**Records contained in a dataset:**

--- Begin ---

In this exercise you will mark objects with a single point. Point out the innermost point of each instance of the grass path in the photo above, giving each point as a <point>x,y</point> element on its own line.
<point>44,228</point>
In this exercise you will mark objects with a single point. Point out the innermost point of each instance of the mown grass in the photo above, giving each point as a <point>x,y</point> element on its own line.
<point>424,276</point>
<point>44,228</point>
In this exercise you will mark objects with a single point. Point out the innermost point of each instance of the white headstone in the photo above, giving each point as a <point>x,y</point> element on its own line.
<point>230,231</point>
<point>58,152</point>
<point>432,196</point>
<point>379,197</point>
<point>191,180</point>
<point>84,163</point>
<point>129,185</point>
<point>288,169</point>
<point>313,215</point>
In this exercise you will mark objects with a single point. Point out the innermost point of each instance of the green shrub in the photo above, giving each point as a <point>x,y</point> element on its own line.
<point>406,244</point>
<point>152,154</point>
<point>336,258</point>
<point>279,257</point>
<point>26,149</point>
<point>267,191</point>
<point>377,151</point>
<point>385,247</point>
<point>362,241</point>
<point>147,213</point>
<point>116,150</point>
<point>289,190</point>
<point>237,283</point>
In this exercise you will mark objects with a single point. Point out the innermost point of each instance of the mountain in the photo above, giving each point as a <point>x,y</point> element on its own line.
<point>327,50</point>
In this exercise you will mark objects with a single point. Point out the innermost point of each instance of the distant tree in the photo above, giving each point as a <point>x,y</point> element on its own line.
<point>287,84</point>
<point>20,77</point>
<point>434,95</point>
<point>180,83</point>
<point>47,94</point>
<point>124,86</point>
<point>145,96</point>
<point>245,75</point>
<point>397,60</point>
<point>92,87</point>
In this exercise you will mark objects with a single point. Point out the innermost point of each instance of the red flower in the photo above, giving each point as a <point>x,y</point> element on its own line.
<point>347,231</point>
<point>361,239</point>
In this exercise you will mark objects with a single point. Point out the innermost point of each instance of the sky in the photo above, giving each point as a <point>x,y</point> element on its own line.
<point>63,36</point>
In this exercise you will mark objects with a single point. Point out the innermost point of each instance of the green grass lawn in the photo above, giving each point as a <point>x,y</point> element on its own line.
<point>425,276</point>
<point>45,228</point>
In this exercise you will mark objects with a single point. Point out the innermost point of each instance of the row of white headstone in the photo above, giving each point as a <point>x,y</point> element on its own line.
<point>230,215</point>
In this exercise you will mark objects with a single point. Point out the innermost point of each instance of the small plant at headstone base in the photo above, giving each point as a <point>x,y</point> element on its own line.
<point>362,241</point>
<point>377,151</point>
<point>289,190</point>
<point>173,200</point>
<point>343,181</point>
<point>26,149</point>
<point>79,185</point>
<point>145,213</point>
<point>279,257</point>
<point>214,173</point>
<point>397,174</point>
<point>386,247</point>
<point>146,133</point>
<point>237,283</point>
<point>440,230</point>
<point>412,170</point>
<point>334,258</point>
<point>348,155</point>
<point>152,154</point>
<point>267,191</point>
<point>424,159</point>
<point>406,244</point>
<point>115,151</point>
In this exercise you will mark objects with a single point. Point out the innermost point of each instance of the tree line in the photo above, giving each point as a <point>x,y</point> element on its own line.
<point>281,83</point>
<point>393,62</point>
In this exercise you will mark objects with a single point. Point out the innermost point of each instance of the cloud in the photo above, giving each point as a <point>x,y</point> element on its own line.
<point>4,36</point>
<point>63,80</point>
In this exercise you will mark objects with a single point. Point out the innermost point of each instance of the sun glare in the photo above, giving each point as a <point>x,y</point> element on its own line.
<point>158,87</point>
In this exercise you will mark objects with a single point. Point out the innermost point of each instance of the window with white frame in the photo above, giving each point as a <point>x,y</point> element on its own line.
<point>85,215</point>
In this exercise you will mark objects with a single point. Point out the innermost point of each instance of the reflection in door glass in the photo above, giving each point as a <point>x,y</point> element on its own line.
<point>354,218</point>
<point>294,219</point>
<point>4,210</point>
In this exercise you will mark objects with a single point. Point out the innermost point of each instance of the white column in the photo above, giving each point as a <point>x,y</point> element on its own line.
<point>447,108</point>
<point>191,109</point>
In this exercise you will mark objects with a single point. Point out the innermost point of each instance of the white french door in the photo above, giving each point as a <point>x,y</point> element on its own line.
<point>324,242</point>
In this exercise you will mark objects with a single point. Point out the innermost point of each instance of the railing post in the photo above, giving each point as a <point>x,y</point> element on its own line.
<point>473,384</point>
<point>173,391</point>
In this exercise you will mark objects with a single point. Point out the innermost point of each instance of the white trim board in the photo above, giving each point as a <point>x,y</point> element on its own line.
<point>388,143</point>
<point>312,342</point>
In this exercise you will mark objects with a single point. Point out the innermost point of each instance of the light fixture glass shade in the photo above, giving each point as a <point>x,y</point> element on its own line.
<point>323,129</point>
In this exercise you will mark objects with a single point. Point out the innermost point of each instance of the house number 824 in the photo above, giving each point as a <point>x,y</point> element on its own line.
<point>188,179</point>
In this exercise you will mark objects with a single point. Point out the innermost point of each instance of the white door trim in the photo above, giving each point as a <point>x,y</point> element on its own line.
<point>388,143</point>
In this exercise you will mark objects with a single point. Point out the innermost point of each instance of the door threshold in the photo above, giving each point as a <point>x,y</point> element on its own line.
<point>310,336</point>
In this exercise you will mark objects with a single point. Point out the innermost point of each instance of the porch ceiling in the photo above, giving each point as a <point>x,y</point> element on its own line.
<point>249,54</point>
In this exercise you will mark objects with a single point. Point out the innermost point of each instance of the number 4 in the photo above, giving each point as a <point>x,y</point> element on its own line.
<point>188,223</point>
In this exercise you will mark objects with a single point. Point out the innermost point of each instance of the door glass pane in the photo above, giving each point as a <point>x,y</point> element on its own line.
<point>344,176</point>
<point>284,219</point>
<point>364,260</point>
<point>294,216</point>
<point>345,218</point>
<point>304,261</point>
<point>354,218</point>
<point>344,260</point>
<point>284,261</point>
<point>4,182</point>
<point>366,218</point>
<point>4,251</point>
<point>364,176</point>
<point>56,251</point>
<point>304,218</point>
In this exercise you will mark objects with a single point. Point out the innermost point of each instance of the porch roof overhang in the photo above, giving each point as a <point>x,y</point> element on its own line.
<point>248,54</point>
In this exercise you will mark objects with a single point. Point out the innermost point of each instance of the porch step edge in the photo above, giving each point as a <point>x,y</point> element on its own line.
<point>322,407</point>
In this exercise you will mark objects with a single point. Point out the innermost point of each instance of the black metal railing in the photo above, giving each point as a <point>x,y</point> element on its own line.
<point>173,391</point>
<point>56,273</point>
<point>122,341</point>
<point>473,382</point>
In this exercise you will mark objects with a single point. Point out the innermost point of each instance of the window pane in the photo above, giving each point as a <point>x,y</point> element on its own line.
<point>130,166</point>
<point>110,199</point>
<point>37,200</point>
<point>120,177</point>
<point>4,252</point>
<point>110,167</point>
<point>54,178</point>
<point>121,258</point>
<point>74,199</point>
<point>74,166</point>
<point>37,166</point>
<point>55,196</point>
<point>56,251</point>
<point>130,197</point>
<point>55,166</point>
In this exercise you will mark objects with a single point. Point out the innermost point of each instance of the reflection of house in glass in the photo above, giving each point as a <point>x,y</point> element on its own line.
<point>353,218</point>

--- End ---

Reproduce the data above verbatim, line for line, without altering any character.

In this exercise you will mark objects with a single point. Point out the innermost point of each instance of the grass path in the photo above, giving each point as a <point>x,y</point> element on its own line.
<point>44,228</point>
In this exercise you will mark objects with a single point. Point out the innermost point of each instance of the mown grass in the photo above, giving each point as a <point>x,y</point> element on its own line.
<point>424,276</point>
<point>44,228</point>
In this exercise you will mark objects with a single point. Point out the innermost point of each instance of the white headstone in the photo above, giving each point as a <point>x,y</point> element on its own line.
<point>230,231</point>
<point>58,152</point>
<point>432,196</point>
<point>379,197</point>
<point>191,180</point>
<point>84,163</point>
<point>129,185</point>
<point>288,169</point>
<point>313,215</point>
In this exercise you will mark objects with a single point. Point out the innermost point of each instance of the green shrub in the photo above, giving each point as a <point>x,y</point> element on its own line.
<point>406,244</point>
<point>152,154</point>
<point>336,258</point>
<point>279,257</point>
<point>26,149</point>
<point>267,191</point>
<point>377,151</point>
<point>385,247</point>
<point>362,241</point>
<point>147,213</point>
<point>116,150</point>
<point>289,190</point>
<point>237,283</point>
In this exercise you will mark objects with a single point. Point out the innermost point of each instance of the mountain in the photo above, giving each point as a <point>x,y</point> element on its own line.
<point>327,50</point>
In this exercise you will mark objects with a single point. Point out the innermost point of each instance of the distant tree in the photo above, giving each point as a <point>x,y</point> element on its own line.
<point>287,84</point>
<point>20,77</point>
<point>434,95</point>
<point>180,83</point>
<point>47,94</point>
<point>124,86</point>
<point>145,96</point>
<point>245,75</point>
<point>397,60</point>
<point>92,87</point>
In this exercise you will mark objects with a single point. Point out the innermost point of each instance of the red flower in the photo above, giving each point as a <point>x,y</point> element on its own line.
<point>347,231</point>
<point>361,239</point>
In this exercise you will mark objects with a single point. Point out the innermost point of each instance of the sky in the photo above, giving each point as a <point>x,y</point> element on its own line.
<point>63,36</point>
In this exercise you will mark objects with a single point. Point out the innermost point of each instance of the green grass lawn in the photo above, giving each point as a <point>x,y</point> element on its own line.
<point>425,276</point>
<point>45,228</point>
In this exercise you will mark objects with a single point. Point out the innermost point of each instance of the row of white headstone in the photo above, giving each point as a <point>x,y</point> element on its own line.
<point>230,215</point>
In this exercise you will mark objects with a single point. Point out the innermost point of each instance of the small plant at headstone base in the photo above, giving each point as a <point>x,y</point> element on its own line.
<point>362,241</point>
<point>377,151</point>
<point>289,190</point>
<point>173,200</point>
<point>343,181</point>
<point>26,149</point>
<point>79,185</point>
<point>145,213</point>
<point>279,257</point>
<point>214,173</point>
<point>397,174</point>
<point>386,247</point>
<point>146,133</point>
<point>237,283</point>
<point>440,230</point>
<point>412,170</point>
<point>334,258</point>
<point>348,155</point>
<point>152,154</point>
<point>267,191</point>
<point>424,159</point>
<point>406,244</point>
<point>115,151</point>
In this exercise you will mark objects with a single point. Point out the innermost point of each instance of the tree line in the photo above, giving each point as a <point>x,y</point> element on its own line.
<point>281,83</point>
<point>393,62</point>
In this exercise you will mark objects with a single point. Point out the innermost point of each instance of the cloud in the photo above, giving each point as a <point>x,y</point> element on its own line.
<point>4,36</point>
<point>63,80</point>
In this exercise you will mark objects with a single point. Point out the innermost point of each instance of the sun glare in the photo above, giving each point as a <point>x,y</point> element on its own line.
<point>158,87</point>
In this exercise you will mark objects with a single point. Point out the innermost point of each instance of the window with white frame in the photo above, giving each point as a <point>x,y</point> element on its own line.
<point>85,215</point>
In this exercise you will mark objects with a single point. Point out the innermost point of each instance of the reflection in door glass in the photo above, giving each point as a <point>x,y</point> element on its own line.
<point>354,218</point>
<point>294,219</point>
<point>4,210</point>
In this exercise you will mark objects with a single point. Point out the innermost point of each instance of the white column in the photo above, giving each point as a <point>x,y</point> element on its own line.
<point>447,108</point>
<point>191,109</point>
In this exercise you will mark objects with a single point. Point out the innermost point of each instance of the white french door in the photo above, giving each point as a <point>x,y</point> element on its own line.
<point>324,242</point>
In this exercise you will mark objects with a single point. Point out the innermost point of each instance of the railing post in the photo above, giving each point as a <point>x,y</point> element on its own line.
<point>473,384</point>
<point>173,391</point>
In this exercise you will mark objects with a single point. Point out the innermost point of each instance of the white trim board in the photo above, giving each point as a <point>x,y</point> element on its own line.
<point>388,143</point>
<point>312,342</point>
In this exercise you will mark objects with a single point. Point out the innermost point of each instance of the light fixture glass shade in the photo above, giving each point as a <point>x,y</point> element on its own line.
<point>323,129</point>
In this exercise you will mark objects with a single point. Point out the innermost point of each instance of the house number 824 in the photo above, giving each point as a <point>x,y</point> element on its own line.
<point>188,179</point>
In this exercise you will mark objects with a single point. Point out the innermost point of each instance of the white door trim in the photo above, giving each point as a <point>x,y</point> element on its own line.
<point>388,143</point>
In this exercise you will mark objects with a single point. Point out the innermost point of each instance of the door threshold in the photo above, giving each point as a <point>x,y</point> element on its own line.
<point>310,336</point>
In this exercise you will mark objects with a single point. Point out the innermost point of each instance of the porch ceiling in the photo above, giving each point as a <point>x,y</point> element on its own line.
<point>249,54</point>
In this exercise you will mark objects with a single point. Point out the innermost point of each instance of the number 4 in the photo above, giving each point as a <point>x,y</point> element on its own line.
<point>188,223</point>
In this exercise you will mark objects with a single point. Point out the innermost point of each instance of the door glass pane in the photo above, giving each point as a <point>x,y</point> element on its own line.
<point>344,176</point>
<point>284,219</point>
<point>364,260</point>
<point>294,216</point>
<point>345,218</point>
<point>304,261</point>
<point>354,218</point>
<point>344,260</point>
<point>284,261</point>
<point>4,182</point>
<point>366,218</point>
<point>4,251</point>
<point>364,176</point>
<point>56,251</point>
<point>304,218</point>
In this exercise you will mark objects with a single point. Point out the innermost point of each instance of the porch roof overhang in the photo above, giving each point as a <point>x,y</point> element on its own line.
<point>248,54</point>
In this exercise you will mark objects with a single point. Point out the innermost point of each instance of the porch step edge in the photo above, giving each point as a <point>x,y</point> element on its own line.
<point>322,407</point>
In this exercise you will mark objects with a single point. Point out the innermost point of each instance of the black metal railing in the photo above, giving each point as a <point>x,y</point> element on its own line.
<point>173,391</point>
<point>56,273</point>
<point>122,341</point>
<point>473,382</point>
In this exercise you will mark objects with a single point. Point out the innermost point of each instance of the window pane in the photo above, giving each point as a <point>x,y</point> element on its own line.
<point>130,166</point>
<point>110,199</point>
<point>37,200</point>
<point>120,177</point>
<point>4,252</point>
<point>110,167</point>
<point>54,178</point>
<point>121,258</point>
<point>74,199</point>
<point>74,166</point>
<point>37,166</point>
<point>55,196</point>
<point>56,251</point>
<point>130,197</point>
<point>55,166</point>
In this exercise you will mark objects with a single point. Point out the innermost point of each instance of the reflection of house in glass in the photo above, giving each point as a <point>x,y</point> element on its own line.
<point>353,218</point>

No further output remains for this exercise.